**Texto apresentado:**
----------------
Por
Leonardo Boff
Achamos
muito oportunas as reflexões deste autor que trabalha a ecologia com pequenos
produtores rurais junto ao rio Surui, na Baixada Fluminense. Eis seu texto:
“Ninguém
sabe ao certo o dia e hora. É que já estamos no meio dela, sem notarmos. Mas
que está vindo, está, cada vez com mais intensidade e nitidez. Quando acontecer
a grande virada, tudo vai parecer como se fosse de surpresa.
Embora haja
dados seguros que apontam a inevitabilidade das mudanças globais devidas ao
clima, com conseqüências que os cientistas tentam adivinhar, mas que
seguramente serão para o pior, os interesses econômicos das grandes nações e a
falta de visão a longo termo de seus líderes, não lhes permitem tomar as
medidas necessárias para mitigar os efeitos e adaptar seu modo de vida ao
estado febril da Terra.
Poderíamos
imaginar um cenário plausível em que furacões varrerão regiões inteiras. Ondas
gigantescas engolirão cidades e civilizações, indo morrer aos pés das
montanhas. Secas prolongadas farão com que se troquem todas as riquezas por um
simples copo de água suja. O calor e o frio extremos farão lembrar com saudades
das histórias das avós que falavam das brisas da tarde e do aconchego de uma
lareira no inverno, sempre previsível, e dos frutos amadurecidos ao calor de um
sol de verão benfazejo. Comer-se-á só para sobreviver, sempre pouco e de gosto
duvidoso.
----------------
**Exercícios:**
a – Reescreva de forma mais breve o parágrafo do texto apresentado que começa com "Embora haja dados seguros", mantendo seus fatos principais.
b – Transcreva do texto apresentado, sem nenhuma alteração, o trecho que começa nas palavras "Embora haja" e termina depois das palavras "febril da Terra.".
c – Liste os fenômenos destrutivos descritos no parágrafo do texto apresentado que começa com "Poderíamos imaginar um cenário plausível", contando o calor e o frio como itens separados.

**Linhas fornecidas:**
----------------
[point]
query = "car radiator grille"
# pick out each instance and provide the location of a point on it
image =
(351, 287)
----------------
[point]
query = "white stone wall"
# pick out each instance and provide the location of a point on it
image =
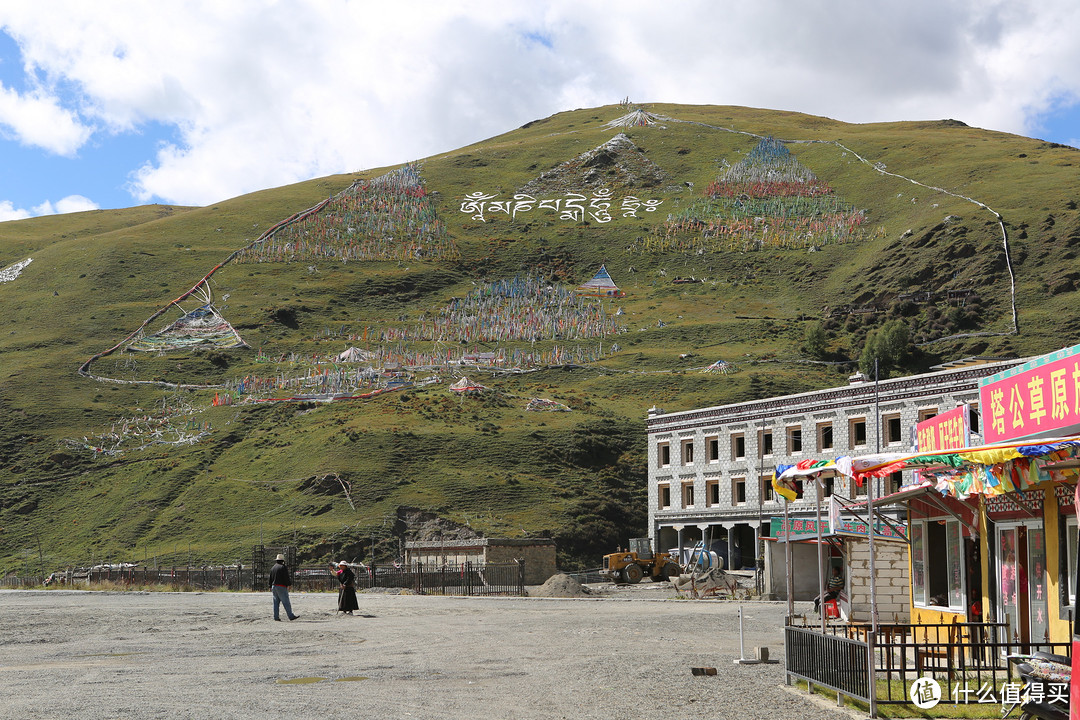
----------------
**Respostas completas:**
a – Há dados seguros de que as mudanças climáticas globais são inevitáveis e trarão consequências que os cientistas tentam prever, mas que certamente serão para o pior. Mesmo assim, os interesses econômicos das grandes nações e a falta de visão de longo prazo de seus líderes impedem que se tomem as medidas necessárias para mitigar os efeitos e adaptar o modo de vida ao estado febril da Terra.

b –
Embora haja
dados seguros que apontam a inevitabilidade das mudanças globais devidas ao
clima, com conseqüências que os cientistas tentam adivinhar, mas que
seguramente serão para o pior, os interesses econômicos das grandes nações e a
falta de visão a longo termo de seus líderes, não lhes permitem tomar as
medidas necessárias para mitigar os efeitos e adaptar seu modo de vida ao
estado febril da Terra.

c –
- furacões
- ondas gigantescas
- secas prolongadas
- calor extremo
- frio extremo